### SUPPLIED TEXT
Boris Johnson’s most senior aide spent the day at a cricket match three days before the fall of Kabul, The Telegraph can disclose.
Dan Rosenfield, the Prime Minister’s chief of staff, accepted hospitality tickets to a weekday match at Lord’s on Aug 12, a day before a senior Number 10 figure – said to have been Mr Rosenfield – ordered Dominic Raab, the Foreign Secretary, to return from a holiday in Cyprus.
Nine days later, on Aug 21, Mr Rosenfield returned to Lord’s for another match, this time on a Saturday.
On the same day as the match on Aug 12, officials were finalising plans to send hundreds of paratroopers back to Afghanistan to carry out a major evacuation from Kabul airport.
The disclosure is likely to raise further questions about Number 10’s role in the operation to rescue UK and Afghan nations under threat from the Taliban.
The following week, a bitter blame game broke out in Whitehall over who was responsible for delays that led to thousands being left behind, and Gen Lord Richard Dannatt, a former head of the Army, later accused the Government of being “asleep on watch”.
On Saturday night, a Number 10 source insisted Mr Rosenfield, a former senior civil servant at the Treasury, was “in constant contact with the office”.
But the disclosure that he spent Aug 12 watching England play India at Lord’s rather than helping to coordinate the Government response from Number 10 is likely to fuel calls for his departure amid pressure on Mr Johnson to overhaul his operation as part of a “reset” aimed at saving his premiership.
A series of MPs and Cabinet ministers have made clear that they believe Mr Rosenfield should be sacked as part of a shake-up, and Mr Johnsons’s “Praetorian Guard” of unofficial whips helping to shore up his position have promised backbenchers that radical changes are coming.
David Davis, the former Brexit Secretary, said: “It is an extraordinary reflection of the work ethic and commitment of Number 10 staff that a senior member of that staff is taking days off when Afghanistan is falling and Number 10 demanding that ministers return from holiday. “
Another senior Conservative, who has so far refrained from publicly calling for Mr Johnson’s resignation, suggested that the Prime Minister should shoulder at least part of the blame for Mr Rosenfield’s actions.

### THE DATA

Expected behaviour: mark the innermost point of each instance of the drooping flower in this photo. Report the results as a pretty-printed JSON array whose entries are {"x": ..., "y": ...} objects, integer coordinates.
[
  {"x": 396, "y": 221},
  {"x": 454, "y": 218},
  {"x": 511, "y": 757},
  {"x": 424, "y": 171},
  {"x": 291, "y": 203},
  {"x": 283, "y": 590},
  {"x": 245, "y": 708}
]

* * *

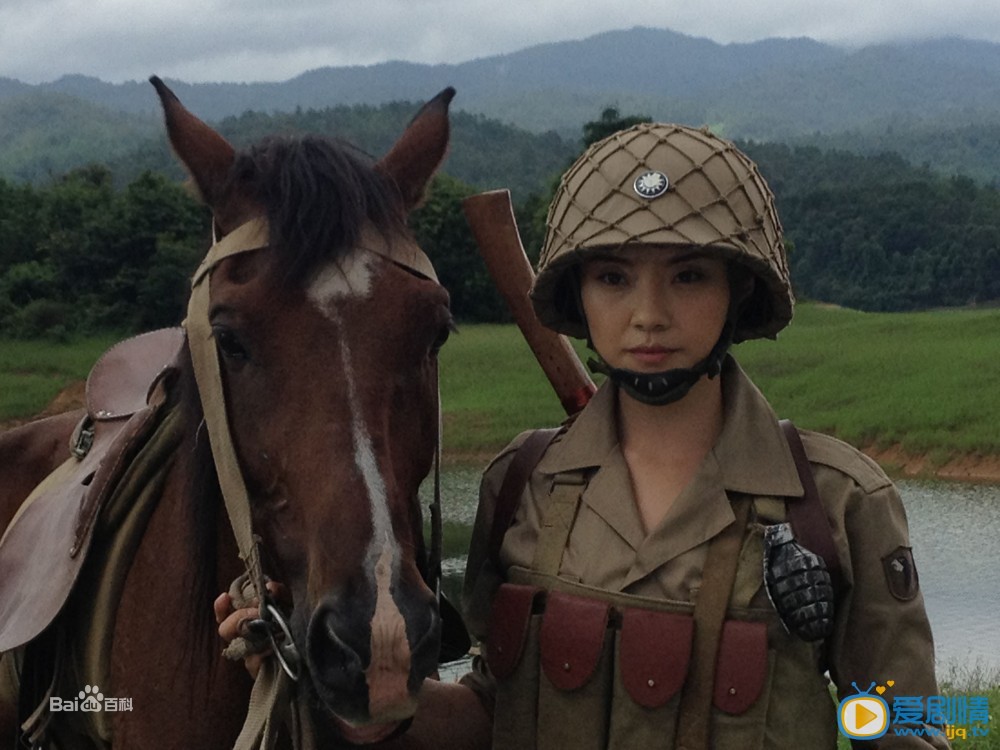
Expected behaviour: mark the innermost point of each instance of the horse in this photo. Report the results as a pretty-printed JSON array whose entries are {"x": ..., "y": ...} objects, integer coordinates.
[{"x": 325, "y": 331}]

...

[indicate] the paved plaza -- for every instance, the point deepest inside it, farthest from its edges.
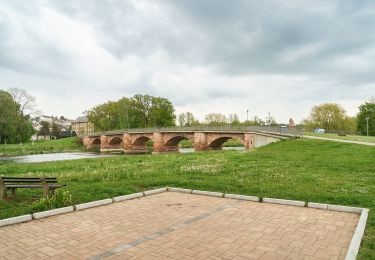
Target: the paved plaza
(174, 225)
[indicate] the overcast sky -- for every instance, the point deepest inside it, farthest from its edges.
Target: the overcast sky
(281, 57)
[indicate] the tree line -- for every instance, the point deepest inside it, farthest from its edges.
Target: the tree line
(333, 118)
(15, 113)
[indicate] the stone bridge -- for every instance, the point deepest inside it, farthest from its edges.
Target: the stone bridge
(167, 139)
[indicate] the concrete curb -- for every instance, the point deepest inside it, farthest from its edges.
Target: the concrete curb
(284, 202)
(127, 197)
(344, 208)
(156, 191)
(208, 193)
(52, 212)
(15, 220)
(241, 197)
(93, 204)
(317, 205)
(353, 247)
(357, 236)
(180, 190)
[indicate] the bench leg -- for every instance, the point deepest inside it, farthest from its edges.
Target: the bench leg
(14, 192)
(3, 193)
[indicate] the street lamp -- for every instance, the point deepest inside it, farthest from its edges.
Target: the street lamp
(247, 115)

### WHAT TO PRODUCE
List every person named in the article about the chief of staff's days at Lord's, with the role or title the article gives each one.

### PROBLEM SOLUTION
- Boris Johnson: Prime Minister
- Dan Rosenfield: the Prime Minister's chief of staff, a former senior civil servant at the Treasury
- Dominic Raab: Foreign Secretary
- Gen Lord Richard Dannatt: a former head of the Army
- David Davis: the former Brexit Secretary